-- Written task --
Please copy out the rows starting at the line that contains "Detect blurred forest" and ending at the line that contains "[[53, 159, 201, 274]]", with both of those lines included. Reproduce only those lines, word for word.

(Stored data)
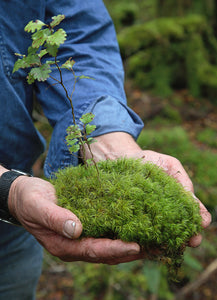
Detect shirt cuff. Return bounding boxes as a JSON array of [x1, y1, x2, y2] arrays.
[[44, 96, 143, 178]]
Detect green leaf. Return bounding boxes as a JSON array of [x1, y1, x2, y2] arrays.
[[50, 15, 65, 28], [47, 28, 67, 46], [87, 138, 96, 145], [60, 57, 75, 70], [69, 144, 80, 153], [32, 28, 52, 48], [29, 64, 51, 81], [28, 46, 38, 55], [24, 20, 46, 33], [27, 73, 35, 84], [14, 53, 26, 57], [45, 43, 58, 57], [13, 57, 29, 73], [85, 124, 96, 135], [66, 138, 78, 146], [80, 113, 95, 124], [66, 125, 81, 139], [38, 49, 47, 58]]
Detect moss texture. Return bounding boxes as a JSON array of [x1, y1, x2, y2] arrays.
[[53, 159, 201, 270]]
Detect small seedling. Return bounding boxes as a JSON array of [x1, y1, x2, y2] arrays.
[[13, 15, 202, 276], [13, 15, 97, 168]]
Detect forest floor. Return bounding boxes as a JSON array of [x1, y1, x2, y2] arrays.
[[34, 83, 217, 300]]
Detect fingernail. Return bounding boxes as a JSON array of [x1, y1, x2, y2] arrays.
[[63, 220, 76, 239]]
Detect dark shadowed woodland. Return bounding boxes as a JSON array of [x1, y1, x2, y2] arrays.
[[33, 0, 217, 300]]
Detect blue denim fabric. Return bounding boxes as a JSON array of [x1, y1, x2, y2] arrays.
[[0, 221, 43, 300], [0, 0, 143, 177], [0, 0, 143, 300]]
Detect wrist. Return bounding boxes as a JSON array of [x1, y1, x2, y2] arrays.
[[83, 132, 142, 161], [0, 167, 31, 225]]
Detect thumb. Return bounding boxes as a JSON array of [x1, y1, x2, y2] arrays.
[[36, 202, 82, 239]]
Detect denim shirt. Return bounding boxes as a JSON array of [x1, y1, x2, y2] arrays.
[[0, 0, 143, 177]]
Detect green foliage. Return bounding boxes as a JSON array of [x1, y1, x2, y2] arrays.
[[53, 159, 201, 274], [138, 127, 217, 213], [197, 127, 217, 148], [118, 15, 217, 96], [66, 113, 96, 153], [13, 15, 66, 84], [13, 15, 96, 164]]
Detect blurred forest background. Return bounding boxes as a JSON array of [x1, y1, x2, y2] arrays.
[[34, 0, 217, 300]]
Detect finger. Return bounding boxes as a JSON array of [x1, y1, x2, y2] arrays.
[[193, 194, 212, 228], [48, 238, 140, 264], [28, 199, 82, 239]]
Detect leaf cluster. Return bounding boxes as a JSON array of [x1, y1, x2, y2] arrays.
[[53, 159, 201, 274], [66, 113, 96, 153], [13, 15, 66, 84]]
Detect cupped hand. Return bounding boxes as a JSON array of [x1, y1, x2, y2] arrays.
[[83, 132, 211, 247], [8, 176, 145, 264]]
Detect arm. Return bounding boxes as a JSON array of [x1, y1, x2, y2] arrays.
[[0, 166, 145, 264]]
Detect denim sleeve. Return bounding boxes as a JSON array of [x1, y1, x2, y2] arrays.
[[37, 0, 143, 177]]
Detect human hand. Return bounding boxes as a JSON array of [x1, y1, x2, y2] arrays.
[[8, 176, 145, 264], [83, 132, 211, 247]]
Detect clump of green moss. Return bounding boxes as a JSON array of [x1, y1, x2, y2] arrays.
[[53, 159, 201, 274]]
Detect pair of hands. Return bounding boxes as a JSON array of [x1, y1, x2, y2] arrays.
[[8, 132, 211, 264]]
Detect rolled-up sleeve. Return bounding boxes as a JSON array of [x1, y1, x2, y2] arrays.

-- Answer to this exercise --
Detect blurred forest background. Return bounding boxes as a JSON array of [x1, y1, x2, y2] arrays.
[[34, 0, 217, 300]]
Detect finger. Return bounding boxes as a JSON array of [x1, y1, x2, y2] arrays.
[[193, 194, 212, 228], [48, 238, 140, 264], [28, 199, 82, 239]]
Detect leaf cluster. Return bounding boxes as a JSON array of [x1, y1, x2, y2] arrays.
[[53, 159, 201, 274], [66, 113, 96, 153], [13, 15, 66, 84]]
Detect cupped hand. Return bounding boxes as a JSON array of [x1, y1, x2, y2] arrays.
[[83, 132, 211, 247], [8, 176, 145, 264]]
Detect arm. Return bounding boxes as a JSON array of [x1, y1, x2, y2] arrays.
[[0, 166, 145, 264]]
Detect denim sleeve. Return bounding boxes as a JSON array of [x1, y1, x2, y2] arrays.
[[37, 0, 143, 177]]
Detect human hand. Return bounding boxes as a JSON array of [x1, y1, x2, y2] arrays.
[[8, 176, 145, 264], [83, 132, 211, 247]]
Detect clump of green moss. Return bounding boxes as a JSON array of [x1, y1, x2, y2] arrays.
[[53, 159, 201, 274]]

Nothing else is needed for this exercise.